Each record is to be printed again precisely as it reads.

Begin Exercise material

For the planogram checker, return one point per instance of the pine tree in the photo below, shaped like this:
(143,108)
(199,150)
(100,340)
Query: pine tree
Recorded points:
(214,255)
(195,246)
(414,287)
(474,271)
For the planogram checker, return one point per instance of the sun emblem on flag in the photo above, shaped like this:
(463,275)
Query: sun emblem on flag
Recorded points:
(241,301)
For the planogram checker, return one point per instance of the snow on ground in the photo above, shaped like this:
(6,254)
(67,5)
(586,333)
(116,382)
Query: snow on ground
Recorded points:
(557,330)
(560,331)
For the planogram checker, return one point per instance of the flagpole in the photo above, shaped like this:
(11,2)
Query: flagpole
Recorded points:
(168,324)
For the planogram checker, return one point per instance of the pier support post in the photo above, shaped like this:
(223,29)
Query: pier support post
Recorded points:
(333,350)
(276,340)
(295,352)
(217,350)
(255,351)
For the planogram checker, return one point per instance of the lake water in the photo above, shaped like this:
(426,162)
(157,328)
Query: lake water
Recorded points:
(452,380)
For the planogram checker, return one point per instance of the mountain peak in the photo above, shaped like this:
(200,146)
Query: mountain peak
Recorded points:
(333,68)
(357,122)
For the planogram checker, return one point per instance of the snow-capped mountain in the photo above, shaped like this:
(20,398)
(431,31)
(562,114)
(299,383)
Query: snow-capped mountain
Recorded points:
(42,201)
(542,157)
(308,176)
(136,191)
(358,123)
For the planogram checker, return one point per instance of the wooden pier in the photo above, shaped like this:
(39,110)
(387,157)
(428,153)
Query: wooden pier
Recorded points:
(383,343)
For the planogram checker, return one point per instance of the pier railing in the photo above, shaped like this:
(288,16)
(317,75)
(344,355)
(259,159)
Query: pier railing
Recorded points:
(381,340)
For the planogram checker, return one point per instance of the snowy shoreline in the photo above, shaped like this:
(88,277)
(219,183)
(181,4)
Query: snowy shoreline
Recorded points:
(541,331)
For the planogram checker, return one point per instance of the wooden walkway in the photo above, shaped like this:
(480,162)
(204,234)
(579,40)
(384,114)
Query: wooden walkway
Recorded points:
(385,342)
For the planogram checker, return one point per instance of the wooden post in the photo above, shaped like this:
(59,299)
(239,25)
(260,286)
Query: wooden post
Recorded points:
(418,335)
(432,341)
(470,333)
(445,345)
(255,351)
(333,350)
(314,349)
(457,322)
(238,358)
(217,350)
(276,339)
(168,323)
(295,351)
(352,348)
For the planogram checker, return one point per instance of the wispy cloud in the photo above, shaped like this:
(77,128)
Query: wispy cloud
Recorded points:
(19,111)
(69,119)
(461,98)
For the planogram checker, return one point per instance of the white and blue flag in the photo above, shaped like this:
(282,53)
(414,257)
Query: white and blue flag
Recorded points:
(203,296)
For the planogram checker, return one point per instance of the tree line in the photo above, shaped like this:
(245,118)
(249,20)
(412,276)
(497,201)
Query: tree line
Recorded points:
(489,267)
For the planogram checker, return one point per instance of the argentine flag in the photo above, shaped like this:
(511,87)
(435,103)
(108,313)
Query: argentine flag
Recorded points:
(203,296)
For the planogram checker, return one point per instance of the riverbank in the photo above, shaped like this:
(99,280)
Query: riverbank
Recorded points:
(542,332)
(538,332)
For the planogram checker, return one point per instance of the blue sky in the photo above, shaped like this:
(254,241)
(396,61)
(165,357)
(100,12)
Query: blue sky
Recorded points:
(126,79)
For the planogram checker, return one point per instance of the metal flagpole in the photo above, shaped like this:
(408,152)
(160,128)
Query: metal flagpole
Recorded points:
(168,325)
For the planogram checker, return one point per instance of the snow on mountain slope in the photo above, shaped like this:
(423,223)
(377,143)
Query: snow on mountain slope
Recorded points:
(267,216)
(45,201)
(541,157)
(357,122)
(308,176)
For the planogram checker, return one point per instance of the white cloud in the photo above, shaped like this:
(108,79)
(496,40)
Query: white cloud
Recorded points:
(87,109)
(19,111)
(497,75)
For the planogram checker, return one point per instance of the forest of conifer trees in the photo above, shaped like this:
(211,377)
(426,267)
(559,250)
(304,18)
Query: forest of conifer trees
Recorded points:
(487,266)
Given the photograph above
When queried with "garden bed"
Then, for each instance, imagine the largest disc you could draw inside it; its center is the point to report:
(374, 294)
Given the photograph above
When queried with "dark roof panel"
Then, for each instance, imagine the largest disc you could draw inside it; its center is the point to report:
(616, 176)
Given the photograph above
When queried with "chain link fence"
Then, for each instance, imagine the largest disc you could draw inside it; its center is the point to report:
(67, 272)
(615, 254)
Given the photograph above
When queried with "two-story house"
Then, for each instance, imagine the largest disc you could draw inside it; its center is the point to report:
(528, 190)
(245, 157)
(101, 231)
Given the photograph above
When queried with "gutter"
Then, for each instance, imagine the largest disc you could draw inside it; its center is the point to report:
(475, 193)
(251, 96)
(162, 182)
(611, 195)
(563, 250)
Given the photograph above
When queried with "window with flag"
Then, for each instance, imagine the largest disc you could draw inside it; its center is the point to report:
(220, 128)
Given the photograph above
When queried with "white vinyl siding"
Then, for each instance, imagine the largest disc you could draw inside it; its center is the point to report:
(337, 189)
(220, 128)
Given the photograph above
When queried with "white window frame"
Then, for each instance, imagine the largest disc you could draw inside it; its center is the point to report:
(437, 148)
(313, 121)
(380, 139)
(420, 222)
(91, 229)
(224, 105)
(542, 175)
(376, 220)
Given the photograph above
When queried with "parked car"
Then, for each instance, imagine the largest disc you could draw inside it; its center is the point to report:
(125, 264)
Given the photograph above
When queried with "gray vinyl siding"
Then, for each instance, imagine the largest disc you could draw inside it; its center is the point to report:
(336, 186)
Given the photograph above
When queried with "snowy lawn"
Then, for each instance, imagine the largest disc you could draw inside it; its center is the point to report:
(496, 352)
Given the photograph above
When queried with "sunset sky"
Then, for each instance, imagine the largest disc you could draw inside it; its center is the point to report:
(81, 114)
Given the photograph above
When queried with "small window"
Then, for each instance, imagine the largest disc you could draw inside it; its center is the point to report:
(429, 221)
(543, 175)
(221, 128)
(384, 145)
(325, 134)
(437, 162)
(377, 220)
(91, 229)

End Exercise material

■ Written solution
For the planogram checker, return one point per instance of the pine tree in the photo below, shaped like this:
(143,108)
(199,150)
(100,340)
Query: pine tree
Recorded points:
(214,255)
(195,246)
(414,287)
(474,271)
For the planogram checker, return one point per instance of the sun emblem on flag in the photo above, shaped like this:
(463,275)
Query: sun emblem on flag
Recorded points:
(241,301)
For the planogram checker, return one point per instance of the snow on ground in the photo above, shaped like this:
(6,254)
(67,5)
(586,333)
(116,382)
Query: snow on ground
Recorded points:
(557,330)
(560,331)
For the planogram checker, return one point per instance of the flagpole in the photo above, shaped like this:
(11,2)
Query: flagpole
Recorded points:
(168,324)
For the planogram checker, return one point per instance of the pier support post in the photo above, shaped like this:
(223,29)
Query: pier support post
Recorded points:
(333,350)
(276,340)
(295,352)
(217,350)
(255,351)
For the planogram checker, return one point per instance of the lake water in the photo above, shaped like this:
(426,162)
(157,328)
Query: lake water
Recorded points:
(452,380)
For the planogram checker, return one point per instance of the mountain peak in the photo above, shaped like this:
(200,146)
Query: mountain peak
Recorded points:
(333,68)
(357,122)
For the planogram checker, return one point per instance of the snow-capped mountain in the photo above, shaped like this:
(20,398)
(431,31)
(562,114)
(299,383)
Query: snow-capped mountain
Recorded points:
(42,201)
(542,157)
(308,176)
(136,191)
(358,123)
For the planogram checker, return one point per instance of the wooden pier in the photo above, shaped like this:
(39,110)
(387,157)
(428,153)
Query: wooden pier
Recorded points:
(383,343)
For the planogram checker, return one point per instance of the pier railing in the photo above, shaped like this:
(288,16)
(317,75)
(344,355)
(259,159)
Query: pier railing
Recorded points:
(381,340)
For the planogram checker, return one point per instance of the snowy shoreline in the photo above, shaped like this:
(88,277)
(219,183)
(181,4)
Query: snowy shoreline
Recorded points:
(541,331)
For the planogram checker, return one point per instance of the wooden walkway in the photo above, shaped like this:
(480,162)
(204,234)
(579,40)
(384,114)
Query: wooden walkway
Recorded points:
(385,342)
For the planogram checker, return one point per instance of the wooden post in the photo above, shaped like this:
(59,299)
(239,25)
(260,286)
Query: wooden post
Recorded points:
(418,335)
(432,341)
(470,333)
(445,345)
(255,351)
(333,350)
(314,349)
(457,322)
(238,358)
(217,350)
(276,339)
(168,323)
(295,351)
(352,348)
For the planogram checker, return one point per instance of the wispy cloud in the photo above, shaped like this:
(77,128)
Query: wispy cloud
Recorded points:
(19,111)
(69,119)
(461,98)
For the planogram checker, return one point per instance of the white and blue flag in the photo above, shaped like this:
(282,53)
(414,257)
Query: white and blue flag
Recorded points:
(203,296)
For the planogram checker, return one point per instance of the tree line in the photo above, shaped like this:
(245,118)
(249,20)
(412,276)
(497,201)
Query: tree line
Recorded points:
(489,267)
For the planogram checker, return one point per instance of the argentine flag in the photo above, shaped like this:
(511,87)
(435,103)
(108,313)
Query: argentine flag
Recorded points:
(203,296)
For the planogram checker, return one point per instance of the riverbank in the photo above, shaped like this:
(99,280)
Query: riverbank
Recorded points:
(542,332)
(538,332)
For the planogram checker, return one point per instance of the blue sky in the photo above, shaped like this:
(254,241)
(396,61)
(165,357)
(100,12)
Query: blue sky
Recorded points:
(126,79)
For the planogram checker, return one point per instance of the metal flagpole in the photo above, shaped like this:
(408,152)
(160,128)
Query: metal flagpole
Recorded points:
(168,325)
For the planogram checker, return one point per instance of the snow on mountain slope in the photo above, shaped like this:
(423,223)
(377,143)
Query: snow on mountain slope
Recorded points:
(267,216)
(45,201)
(541,157)
(357,122)
(308,176)
For the planogram checker, return one point per instance of the white cloud in the photo above, shaped like this:
(108,79)
(496,40)
Query: white cloud
Recorded points:
(87,109)
(19,111)
(497,75)
For the planogram checker, return one point per instance of the forest of conifer trees in the photo above, shaped like this:
(211,377)
(426,267)
(559,250)
(304,18)
Query: forest of conifer trees
Recorded points:
(487,266)
Given the photograph above
When queried with "garden bed"
Then, for each instance, imagine the largest disc you could draw inside it; its center is the point to report:
(374, 294)
Given the photograph above
When queried with "dark roof panel"
Then, for each instance, imagine the largest disc you could draw inside it; its center is the point to report:
(616, 176)
Given the photograph above
When queried with "chain link fence"
Then, for each instance, imagine the largest disc you could draw inside it; its center is the point to report:
(67, 272)
(615, 254)
Given the photograph above
When queried with "two-story house"
Then, for each instance, imagine the largest disc you could draw inside it; its center is the point to report:
(528, 190)
(245, 157)
(101, 231)
Given the photograph above
When queried with "gutter"
Then, for each instance, imagine the largest disc you could draw inside it; its center is the point to report:
(475, 193)
(251, 96)
(162, 182)
(611, 195)
(563, 250)
Given the photograph above
When queried with "window with flag"
Then, for each instance, imagine the largest disc you could draw inside it; its center is the point to report:
(220, 128)
Given the photograph above
When queried with "white vinyl siding"
Then, for each instance, imagine the largest disc you could draw inside it; its center is the point to report:
(337, 189)
(220, 128)
Given the photograph above
When queried with "white window frame"
Then, for each instance, imagine the largest disc you could draw inside it; its center is the point to report:
(437, 148)
(313, 121)
(380, 139)
(420, 222)
(91, 229)
(224, 105)
(542, 175)
(376, 220)
Given the photograph above
When queried with "parked car"
Then, for each instance, imagine the largest disc you could draw inside it; its center is the point to report:
(125, 264)
Given the photograph above
When queried with "gray vinyl siding"
Then, for each instance, imagine the largest disc you could draw inside it; its center is the point to report:
(336, 186)
Given the photograph above
When queried with "snowy lawn"
Then, for each instance, imagine the largest disc you could draw inside it; its center is the point to report:
(496, 352)
Given the photograph above
When queried with "sunset sky"
Then, for each instance, imagine the largest disc you could draw inside it; its center is the point to report:
(81, 114)
Given the photograph above
When queried with "small window"
Then, for each instance, imagine the largest disc you could draw inside it; its center is the point to report:
(429, 221)
(543, 175)
(221, 128)
(384, 145)
(325, 134)
(437, 162)
(377, 220)
(91, 229)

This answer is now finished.